## PROBLEM TO WORK ON
From the comments about the Solstice below, list every figure given in millimeters.

## TEXT SECTION

^^^^^^^^

I’ve admired the Solstice/Sky/Opel GT from afar, but may never have seen one on the road. Opel Speedsters seemed more plentiful in Germany. Perhaps Daniel has encountered some Breckland Beiras in his manor.
Through no fault of its own, it seemed to be a curse on all but one of the brands it was sold under; Pontiac, Saturn, Daewoo, Breckland. Opel’s still standing, but no longer part of GM.
What really surprised me was just how small the Solstice was, 7mm shorter than the contemporary third-generation MX-5 at 3,993mm (but with a wheelbase 86mm longer). It was 91mm wider than the Mazda, so really looked well planted on the road. I wonder what it was like to drive? I’m must check it out when I get home.
Robertas, I now before your encyclopedic automotive knowledge: I had never heard of the Breckland Beira, even though it was made in my (home) part of the world, Dereham in Norfolk.
The solstice is a joke unless you spend more money and get the gxp but I see the people on this site only take into consideration the looks of a vehicle and not how it drives. I’m betting you even refer to your selves as enthusiast too.
Dear epinky13sin: DTW is a UK-based site, with a predominantly (but I’m pleased to say, not exclusively) European audience. Comparatively few American cars are sold on this side of the world, so getting hold of an Avenger, Solstice or indeed anything else from the US in order to experience its unique appeal on our roads is not the job of a moment. In addition, the article in question dealt solely with the car’s exterior design and made no pretence at being a thorough review of it as a consumer durable or a dynamic proposition.
Humans are, in the main, visual creatures, so in the absence of boots on the ground experience, the visual at least comes with a level of certainty – we all know what we like and we like what we see. But I can understand that you might feel a little patronised. We actually quite like American cars here on Driven to Write as you will discover if you take the time to delve deeper.
Kind regards, The Editor.
A little easy research established that the black Avenger was registered in the Niedersachsener town of Nordheim, or possibly its wider Kreis.
It made me wonder if rather bobbins and relatively recent American cars found favour in small German towns. Perhaps I missed the plethora of Neons and Calibers on my travels, but I didn’t miss the enormous late model pickups and repro-Muscle Cars out in the sticks.
It made me wonder what the German word for ‘oaf’ is…
It’s not so much small German towns but a certain clientele that seems to like US cars.

^^^^^^^^

## EXCERPTED DATA

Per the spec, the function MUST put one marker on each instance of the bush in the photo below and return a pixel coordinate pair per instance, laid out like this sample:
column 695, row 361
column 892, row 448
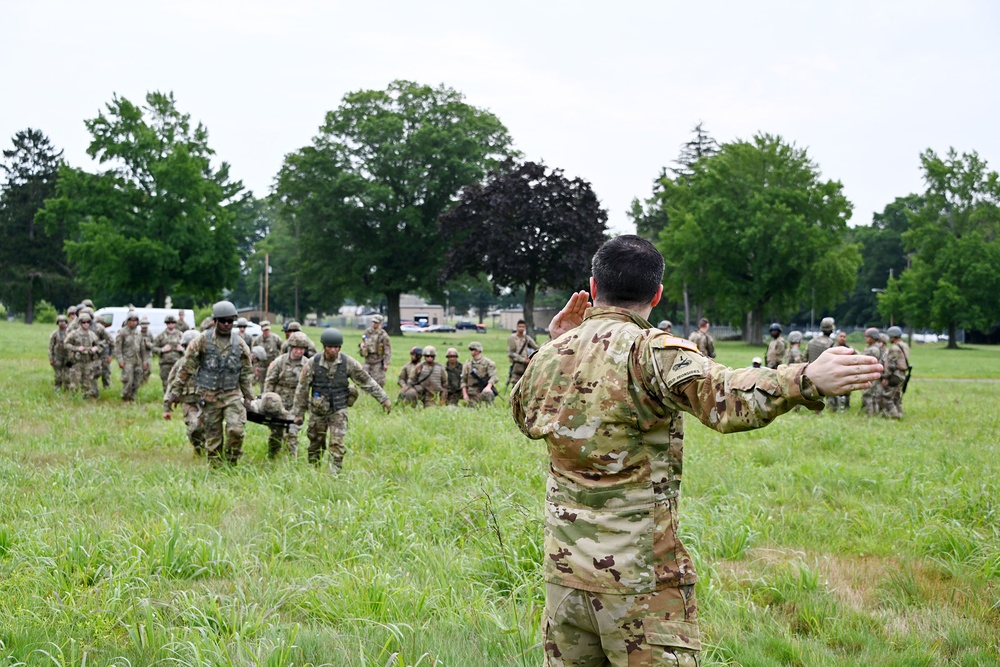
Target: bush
column 45, row 312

^^^^^^^^

## THE COMPLETED TASK
7mm, 3,993mm, 86mm, 91mm